>> Start RECORDS PROVIDED

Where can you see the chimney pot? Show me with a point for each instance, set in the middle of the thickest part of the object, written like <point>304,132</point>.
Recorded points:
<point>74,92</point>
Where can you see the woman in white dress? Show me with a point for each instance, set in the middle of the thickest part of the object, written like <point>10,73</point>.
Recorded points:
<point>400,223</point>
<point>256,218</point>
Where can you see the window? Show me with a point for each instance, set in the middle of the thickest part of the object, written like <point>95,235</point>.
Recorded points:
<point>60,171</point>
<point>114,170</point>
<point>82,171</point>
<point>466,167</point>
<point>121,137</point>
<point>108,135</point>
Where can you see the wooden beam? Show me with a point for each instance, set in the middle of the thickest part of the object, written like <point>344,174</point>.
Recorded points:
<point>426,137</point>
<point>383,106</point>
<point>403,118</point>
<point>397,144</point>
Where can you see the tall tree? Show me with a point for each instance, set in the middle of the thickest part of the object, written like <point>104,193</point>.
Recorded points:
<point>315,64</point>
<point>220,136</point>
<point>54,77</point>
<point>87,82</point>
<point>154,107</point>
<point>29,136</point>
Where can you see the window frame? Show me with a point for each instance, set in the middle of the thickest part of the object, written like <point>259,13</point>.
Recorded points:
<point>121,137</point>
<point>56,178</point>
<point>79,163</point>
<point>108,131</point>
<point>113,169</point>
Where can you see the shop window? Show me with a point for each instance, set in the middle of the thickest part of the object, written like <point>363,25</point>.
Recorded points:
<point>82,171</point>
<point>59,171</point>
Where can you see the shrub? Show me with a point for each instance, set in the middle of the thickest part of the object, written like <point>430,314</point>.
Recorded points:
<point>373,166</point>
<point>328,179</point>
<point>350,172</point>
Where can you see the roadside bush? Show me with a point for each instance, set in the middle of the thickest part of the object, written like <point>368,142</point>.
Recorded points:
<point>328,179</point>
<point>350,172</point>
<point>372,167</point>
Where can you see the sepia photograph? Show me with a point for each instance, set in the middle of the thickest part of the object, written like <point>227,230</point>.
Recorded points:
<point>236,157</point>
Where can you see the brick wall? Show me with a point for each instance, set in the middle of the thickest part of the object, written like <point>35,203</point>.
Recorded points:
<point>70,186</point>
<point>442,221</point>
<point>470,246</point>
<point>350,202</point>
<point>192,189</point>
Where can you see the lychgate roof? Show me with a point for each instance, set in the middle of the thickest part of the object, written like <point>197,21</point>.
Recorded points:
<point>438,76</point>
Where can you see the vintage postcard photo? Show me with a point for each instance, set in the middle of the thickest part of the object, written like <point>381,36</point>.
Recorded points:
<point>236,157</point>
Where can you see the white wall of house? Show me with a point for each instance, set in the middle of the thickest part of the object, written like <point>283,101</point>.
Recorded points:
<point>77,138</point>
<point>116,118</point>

>> End RECORDS PROVIDED

WHAT TO DO:
Recast every line of the items above as a numbered list, leaving out any blank lines.

COMPLETED EXERCISE:
1. Where can you see the chimney pot? Show me with a point for each instance, set in the middle of the thickest part of the object, written like <point>304,132</point>.
2. Recorded points:
3. <point>74,92</point>
4. Where can you see the woman in white dress? Show me with a point for each instance, set in the middle of the thickest part of the object, written like <point>10,73</point>.
5. Recorded points:
6. <point>400,223</point>
7. <point>256,218</point>
8. Where can you see the window? Show me with a point for each instance, set in the middle of the thickest part of the object, written like <point>95,235</point>.
9. Recorded points:
10. <point>60,171</point>
11. <point>114,170</point>
12. <point>82,171</point>
13. <point>466,167</point>
14. <point>121,137</point>
15. <point>108,135</point>
16. Where can you see the wooden beam? Show me with a point for each instance, set in the middle of the thickest part of the object, written like <point>344,174</point>.
17. Recorded points:
18. <point>426,137</point>
19. <point>383,106</point>
20. <point>403,118</point>
21. <point>397,144</point>
22. Where can you see the tall tree? Show me with a point for each instance, set in the middle of the thickest part of the object, written like <point>104,193</point>.
23. Recorded points:
24. <point>315,64</point>
25. <point>220,136</point>
26. <point>54,77</point>
27. <point>87,82</point>
28. <point>154,107</point>
29. <point>29,136</point>
30. Where can you see the window frame? Show me with a point for each instance, set in the middle of the thickest part of the object, written like <point>259,13</point>.
31. Recorded points:
32. <point>121,137</point>
33. <point>56,178</point>
34. <point>79,163</point>
35. <point>108,131</point>
36. <point>113,169</point>
37. Where can you see the shop window? Show me with a point for each instance, set in the middle of the thickest part of the object, written like <point>363,25</point>.
38. Recorded points:
39. <point>82,171</point>
40. <point>59,171</point>
41. Where can you see the shrub? Show me with a point for each instance, set in the middle of the thickest part of the object, written like <point>430,314</point>.
42. Recorded points:
43. <point>373,166</point>
44. <point>328,179</point>
45. <point>350,172</point>
46. Where can you see the roadside bush? Show me with a point for each instance, set in the middle of the thickest part of the object, written like <point>368,142</point>.
47. Recorded points:
48. <point>328,179</point>
49. <point>350,172</point>
50. <point>372,167</point>
51. Where can you see the sepia photograph? Show me with a point for each instance, set in the middle of the thickest part of the object, written like <point>227,230</point>.
52. Recorded points:
53. <point>236,157</point>
54. Where can you see the brick wall? Show me with a point for each instance, set in the middle of the thickest part of the object, written like <point>35,203</point>.
55. Recorded points:
56. <point>70,186</point>
57. <point>442,221</point>
58. <point>470,246</point>
59. <point>350,202</point>
60. <point>192,189</point>
61. Where can you see the lychgate roof? Show me with a point for each instance, set in the middle of the thickest part of the object, written like <point>197,21</point>.
62. Recorded points:
63. <point>438,76</point>
64. Where can you see the vintage postcard photo? Show me with a point for each instance, set in the middle of the thickest part of the object, written like <point>381,36</point>.
65. Recorded points:
66. <point>236,157</point>
67. Where can you see the white wall of house? Show me with a point for each instance, set in the middle of the thickest part of the object, written like <point>283,101</point>.
68. Recorded points:
69. <point>77,138</point>
70. <point>116,118</point>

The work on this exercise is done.